[Text section]:
This heavily simplifies what RNA is capable of doing. When we talk about the ribosome templating rna to make protein, that is true, but the ribosome itself is made out of structural rRNA and some rna bound protein. RNAs have been found to have enzyme activity alone. When people talk about the RNA world hypothesis they mean that RNA is sufficient to be the information and catalytic unit of early life, as a sort of occams razor what is the most simple step with the fewest parts involved before taking more complicated steps with more separate pieces sort of way.

“ the majority of known ribozymes carry out mostly phosphoryl transfer reactions”

Now that sure seems like a potential smoking gun for an early phosphorylation based energy cycle.

https://pmc.ncbi.nlm.nih.gov/articles/PMC10583251/

f1shy 2 days ago

Thanks. People like you make HN an enjoyable place.

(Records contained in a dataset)

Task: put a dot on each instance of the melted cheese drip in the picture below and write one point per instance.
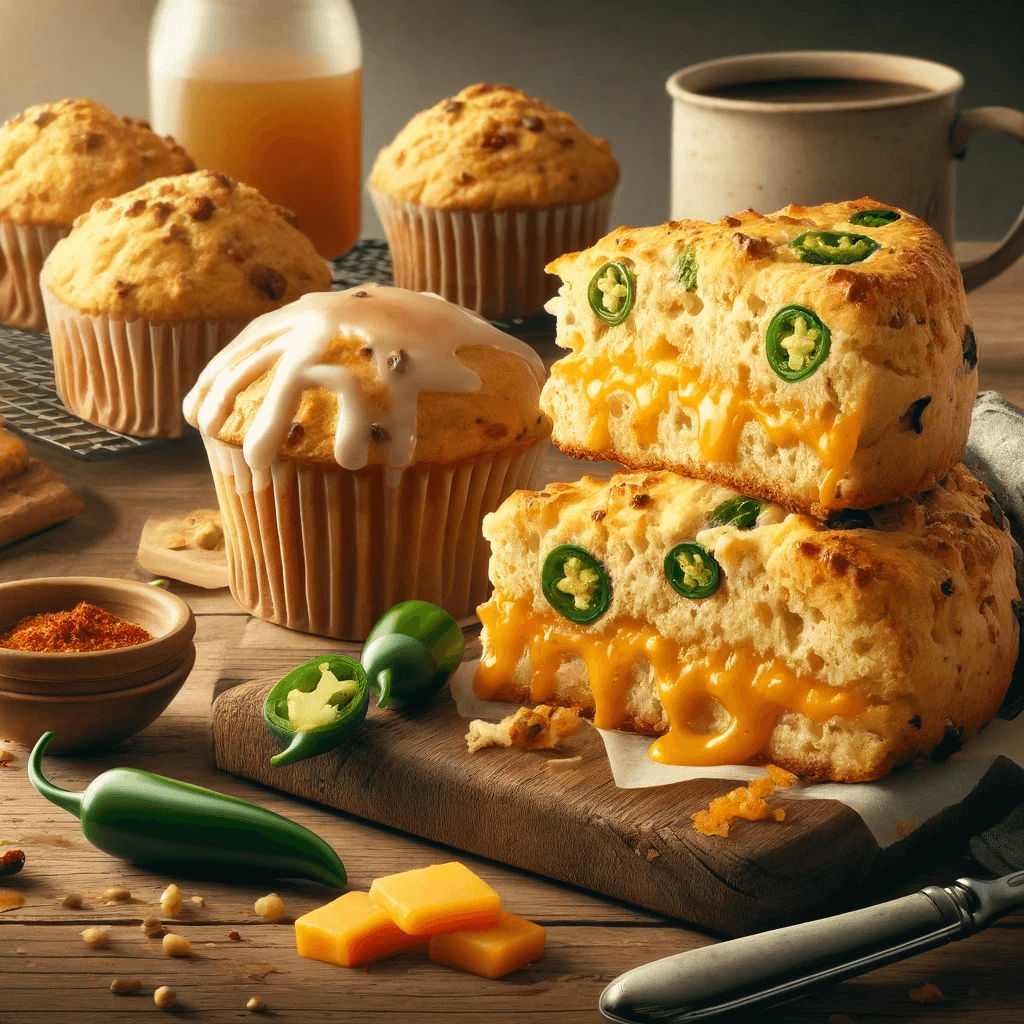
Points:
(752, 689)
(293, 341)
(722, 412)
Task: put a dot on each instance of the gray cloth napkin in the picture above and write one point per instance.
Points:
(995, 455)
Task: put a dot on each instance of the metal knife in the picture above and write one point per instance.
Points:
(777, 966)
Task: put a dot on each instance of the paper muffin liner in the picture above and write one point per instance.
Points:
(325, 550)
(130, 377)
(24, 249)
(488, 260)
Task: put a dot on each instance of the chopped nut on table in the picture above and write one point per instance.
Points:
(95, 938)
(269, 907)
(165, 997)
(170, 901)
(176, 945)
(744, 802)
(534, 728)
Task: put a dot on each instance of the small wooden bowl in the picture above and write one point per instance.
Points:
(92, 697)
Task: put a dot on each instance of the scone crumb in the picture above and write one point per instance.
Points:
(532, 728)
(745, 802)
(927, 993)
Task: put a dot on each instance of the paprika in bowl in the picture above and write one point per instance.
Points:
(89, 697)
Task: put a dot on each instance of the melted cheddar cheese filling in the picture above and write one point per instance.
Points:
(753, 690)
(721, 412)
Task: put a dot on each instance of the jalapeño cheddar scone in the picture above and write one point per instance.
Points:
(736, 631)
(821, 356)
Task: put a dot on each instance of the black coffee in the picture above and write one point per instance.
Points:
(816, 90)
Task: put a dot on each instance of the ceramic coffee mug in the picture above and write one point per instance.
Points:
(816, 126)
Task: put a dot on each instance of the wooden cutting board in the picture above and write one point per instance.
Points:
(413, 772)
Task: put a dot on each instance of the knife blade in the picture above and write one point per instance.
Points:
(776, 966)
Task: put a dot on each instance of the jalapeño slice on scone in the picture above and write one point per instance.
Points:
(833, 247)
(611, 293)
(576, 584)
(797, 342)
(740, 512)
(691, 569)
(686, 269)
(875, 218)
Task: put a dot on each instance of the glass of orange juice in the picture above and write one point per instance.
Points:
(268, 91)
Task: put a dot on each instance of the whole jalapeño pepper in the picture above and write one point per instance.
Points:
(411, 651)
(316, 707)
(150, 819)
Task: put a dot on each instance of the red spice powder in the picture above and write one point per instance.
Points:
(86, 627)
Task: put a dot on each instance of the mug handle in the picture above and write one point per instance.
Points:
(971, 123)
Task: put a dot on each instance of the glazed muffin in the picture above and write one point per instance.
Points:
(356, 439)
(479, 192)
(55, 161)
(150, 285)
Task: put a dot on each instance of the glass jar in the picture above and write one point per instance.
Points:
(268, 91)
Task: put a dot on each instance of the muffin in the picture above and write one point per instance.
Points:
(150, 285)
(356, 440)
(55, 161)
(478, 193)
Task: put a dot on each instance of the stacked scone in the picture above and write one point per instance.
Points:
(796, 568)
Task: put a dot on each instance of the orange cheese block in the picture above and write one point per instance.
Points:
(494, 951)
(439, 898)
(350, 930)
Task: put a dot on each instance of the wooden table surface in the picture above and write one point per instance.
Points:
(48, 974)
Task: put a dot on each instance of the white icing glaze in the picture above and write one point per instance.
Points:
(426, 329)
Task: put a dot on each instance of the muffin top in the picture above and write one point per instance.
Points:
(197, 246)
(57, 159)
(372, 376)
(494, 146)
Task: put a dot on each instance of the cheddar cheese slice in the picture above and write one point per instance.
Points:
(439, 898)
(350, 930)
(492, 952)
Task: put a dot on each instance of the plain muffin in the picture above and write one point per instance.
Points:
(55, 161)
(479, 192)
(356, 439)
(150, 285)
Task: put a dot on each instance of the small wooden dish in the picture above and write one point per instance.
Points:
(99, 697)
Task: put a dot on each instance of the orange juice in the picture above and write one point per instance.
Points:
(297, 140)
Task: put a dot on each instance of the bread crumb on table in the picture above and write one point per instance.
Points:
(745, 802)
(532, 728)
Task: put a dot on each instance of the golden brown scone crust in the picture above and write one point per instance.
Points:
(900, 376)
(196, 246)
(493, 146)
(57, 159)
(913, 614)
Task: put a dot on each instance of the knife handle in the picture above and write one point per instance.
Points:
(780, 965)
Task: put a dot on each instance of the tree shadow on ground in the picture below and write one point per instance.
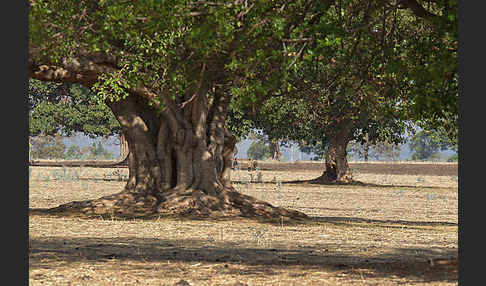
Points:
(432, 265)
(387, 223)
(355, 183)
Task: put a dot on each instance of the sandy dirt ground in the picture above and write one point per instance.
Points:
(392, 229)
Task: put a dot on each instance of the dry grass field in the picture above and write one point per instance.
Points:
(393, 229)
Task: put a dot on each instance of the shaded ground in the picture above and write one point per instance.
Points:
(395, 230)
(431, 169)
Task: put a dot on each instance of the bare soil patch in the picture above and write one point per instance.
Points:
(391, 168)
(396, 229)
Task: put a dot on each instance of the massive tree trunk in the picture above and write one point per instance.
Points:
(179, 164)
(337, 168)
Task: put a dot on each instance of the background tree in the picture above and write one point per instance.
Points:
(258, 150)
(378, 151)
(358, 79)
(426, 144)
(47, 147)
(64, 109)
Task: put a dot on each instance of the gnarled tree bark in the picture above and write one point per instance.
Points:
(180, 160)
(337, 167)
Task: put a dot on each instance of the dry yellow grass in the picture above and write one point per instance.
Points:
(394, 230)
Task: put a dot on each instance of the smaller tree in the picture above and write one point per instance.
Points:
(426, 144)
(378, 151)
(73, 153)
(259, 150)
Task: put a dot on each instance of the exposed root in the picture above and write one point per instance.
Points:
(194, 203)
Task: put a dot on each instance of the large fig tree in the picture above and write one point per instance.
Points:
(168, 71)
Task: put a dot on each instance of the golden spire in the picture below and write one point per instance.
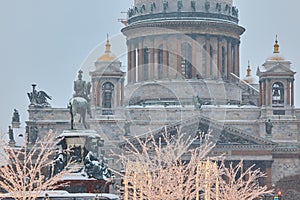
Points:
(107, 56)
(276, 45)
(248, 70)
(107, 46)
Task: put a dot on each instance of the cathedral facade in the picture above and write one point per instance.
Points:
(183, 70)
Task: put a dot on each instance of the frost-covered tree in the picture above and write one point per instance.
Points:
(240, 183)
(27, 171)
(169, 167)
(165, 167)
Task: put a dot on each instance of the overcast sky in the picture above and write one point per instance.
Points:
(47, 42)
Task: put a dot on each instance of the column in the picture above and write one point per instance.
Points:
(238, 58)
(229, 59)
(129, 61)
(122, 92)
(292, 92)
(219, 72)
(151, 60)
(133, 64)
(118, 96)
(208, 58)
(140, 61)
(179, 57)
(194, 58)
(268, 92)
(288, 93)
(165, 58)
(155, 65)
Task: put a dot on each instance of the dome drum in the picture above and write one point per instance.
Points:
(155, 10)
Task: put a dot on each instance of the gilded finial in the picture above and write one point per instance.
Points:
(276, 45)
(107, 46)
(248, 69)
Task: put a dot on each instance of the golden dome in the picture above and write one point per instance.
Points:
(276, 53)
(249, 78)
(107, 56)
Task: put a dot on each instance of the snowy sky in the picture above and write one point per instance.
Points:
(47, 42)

[Exercise requirements]: What does the comment about RNA say the ribosome itself is made of?

[Answer section]: Structural rRNA and some RNA-bound protein.